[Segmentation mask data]
——
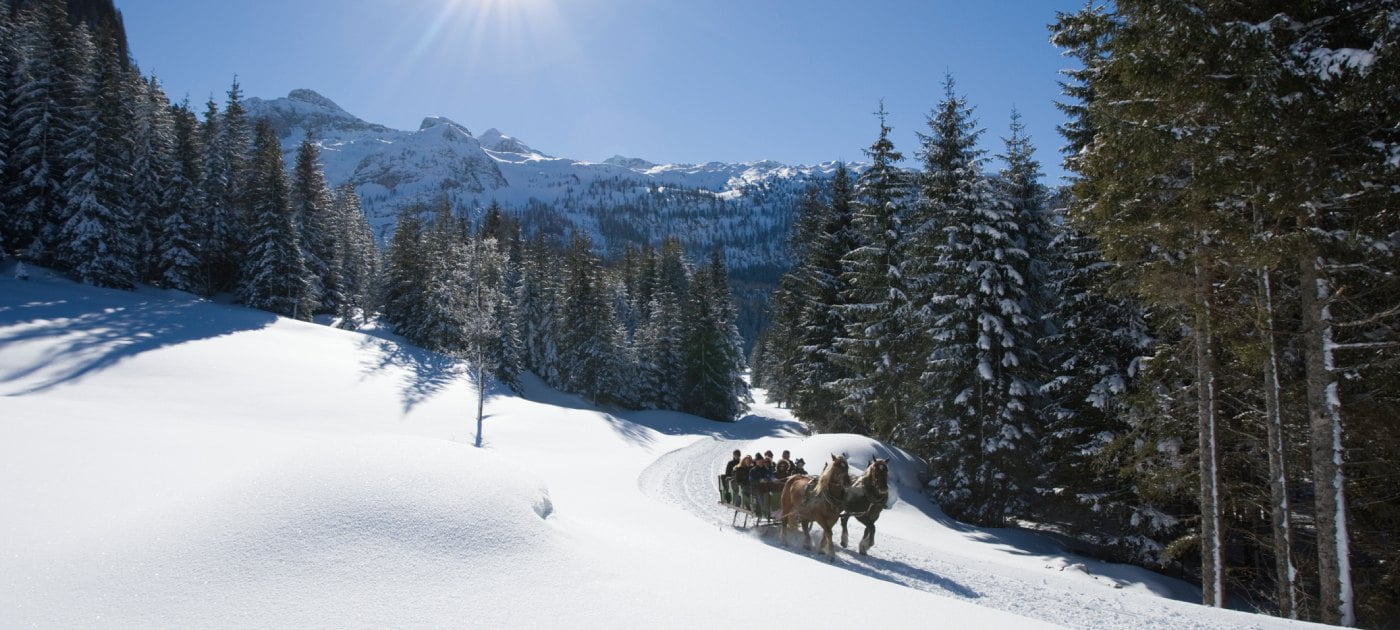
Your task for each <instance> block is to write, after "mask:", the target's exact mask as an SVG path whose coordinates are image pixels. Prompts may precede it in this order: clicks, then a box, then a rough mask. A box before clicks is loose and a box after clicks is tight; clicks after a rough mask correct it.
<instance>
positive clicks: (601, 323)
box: [559, 234, 634, 405]
mask: <svg viewBox="0 0 1400 630" xmlns="http://www.w3.org/2000/svg"><path fill="white" fill-rule="evenodd" d="M559 323H560V326H561V335H560V343H559V361H560V377H561V379H563V384H564V388H566V389H567V391H570V392H574V393H578V395H582V396H584V398H587V399H589V400H594V402H602V403H619V405H624V403H627V398H629V393H630V392H629V389H630V384H631V382H634V381H633V379H631V378H629V374H627V371H629V370H627V367H629V361H626V357H624V351H626V333H624V330H623V329H622V326H620V322H619V321H617V315H616V312H615V309H613V304H612V300H610V291H609V287H608V286H606V279H605V277H603V270H602V267H601V265H599V260H598V259H596V258H595V256H594V253H592V241H591V239H589V238H588V237H587V235H581V234H578V235H574V238H573V239H571V241H570V244H568V251H567V253H566V256H564V293H563V308H561V309H560V321H559Z"/></svg>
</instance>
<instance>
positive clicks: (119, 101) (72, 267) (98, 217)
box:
——
▶ **What the task requires**
Please quote exactly the run of lines that starts the entries and ends at the line containing "positive clicks: (601, 323)", leaving out every picture.

▶ **Answer section**
Your task for each <instance> block is to write, after "mask:", the target's exact mask as an SVG path whose coordinates are image pixels. Prompts may precede it in this order: clicks, then a box, then a rough mask. A box before clicks is loose and a box after clicks is tight; clicks after a rough mask correct it.
<instance>
positive clicks: (601, 323)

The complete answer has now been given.